*** Begin section ***

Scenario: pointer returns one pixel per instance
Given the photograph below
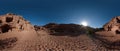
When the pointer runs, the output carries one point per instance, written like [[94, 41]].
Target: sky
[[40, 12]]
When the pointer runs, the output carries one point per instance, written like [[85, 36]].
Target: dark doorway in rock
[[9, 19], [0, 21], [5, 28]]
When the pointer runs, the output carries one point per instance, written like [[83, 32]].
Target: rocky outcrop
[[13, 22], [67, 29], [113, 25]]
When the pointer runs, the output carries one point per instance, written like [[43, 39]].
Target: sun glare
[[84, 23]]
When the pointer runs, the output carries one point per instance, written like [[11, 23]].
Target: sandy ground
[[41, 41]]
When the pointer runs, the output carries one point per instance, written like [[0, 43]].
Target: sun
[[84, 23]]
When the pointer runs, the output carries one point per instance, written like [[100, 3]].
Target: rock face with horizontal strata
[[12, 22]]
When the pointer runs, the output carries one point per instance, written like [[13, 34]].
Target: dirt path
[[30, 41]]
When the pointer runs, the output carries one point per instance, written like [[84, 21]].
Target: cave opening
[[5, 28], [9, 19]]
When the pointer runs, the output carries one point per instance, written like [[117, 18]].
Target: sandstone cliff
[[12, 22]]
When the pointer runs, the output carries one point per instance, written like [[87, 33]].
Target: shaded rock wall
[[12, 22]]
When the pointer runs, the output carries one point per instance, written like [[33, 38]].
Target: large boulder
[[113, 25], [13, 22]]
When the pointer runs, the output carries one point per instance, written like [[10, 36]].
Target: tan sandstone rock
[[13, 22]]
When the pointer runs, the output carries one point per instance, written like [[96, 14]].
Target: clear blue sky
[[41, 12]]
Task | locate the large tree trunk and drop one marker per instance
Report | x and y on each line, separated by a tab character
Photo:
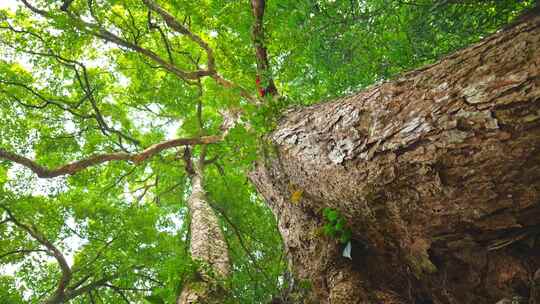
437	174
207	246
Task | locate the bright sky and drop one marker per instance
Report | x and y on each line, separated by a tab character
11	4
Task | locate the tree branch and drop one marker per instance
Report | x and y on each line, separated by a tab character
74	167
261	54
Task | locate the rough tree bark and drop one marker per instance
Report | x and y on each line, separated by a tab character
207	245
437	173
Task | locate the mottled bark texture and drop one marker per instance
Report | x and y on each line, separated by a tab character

*** End section ***
*** Begin section ***

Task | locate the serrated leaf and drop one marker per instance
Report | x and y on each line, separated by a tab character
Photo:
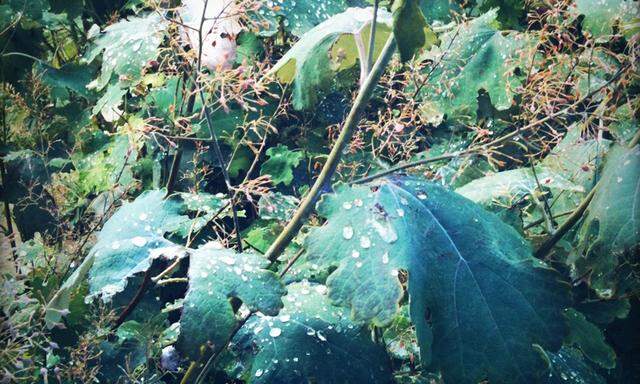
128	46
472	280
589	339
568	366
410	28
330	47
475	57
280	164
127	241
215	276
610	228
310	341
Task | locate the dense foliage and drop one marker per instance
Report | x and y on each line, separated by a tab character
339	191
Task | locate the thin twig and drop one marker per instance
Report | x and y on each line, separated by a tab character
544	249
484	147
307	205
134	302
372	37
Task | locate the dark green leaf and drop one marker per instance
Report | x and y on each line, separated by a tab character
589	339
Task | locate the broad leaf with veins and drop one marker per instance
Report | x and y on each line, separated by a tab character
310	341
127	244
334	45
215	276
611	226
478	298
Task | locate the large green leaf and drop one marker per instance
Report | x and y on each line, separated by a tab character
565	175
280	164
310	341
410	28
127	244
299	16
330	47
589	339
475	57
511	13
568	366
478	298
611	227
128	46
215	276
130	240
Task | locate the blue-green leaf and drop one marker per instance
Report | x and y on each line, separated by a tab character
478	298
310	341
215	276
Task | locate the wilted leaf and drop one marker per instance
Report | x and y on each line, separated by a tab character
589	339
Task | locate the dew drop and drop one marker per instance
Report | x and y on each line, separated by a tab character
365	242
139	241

*** End section ***

Write down, word for word, the lines above from the one containing "Target: dirt path" through the one containing "like [[87, 33]].", both ends included.

Target: dirt path
[[30, 41]]
When the pointer runs, the output carries one point per instance, written like [[84, 21]].
Target: cave opening
[[5, 28], [9, 19]]
When the pointer runs, the output carries one point per instance, written like [[117, 18]].
Target: sandstone cliff
[[12, 22]]
When the pointer runs, the output carries one point per instance, written like [[87, 33]].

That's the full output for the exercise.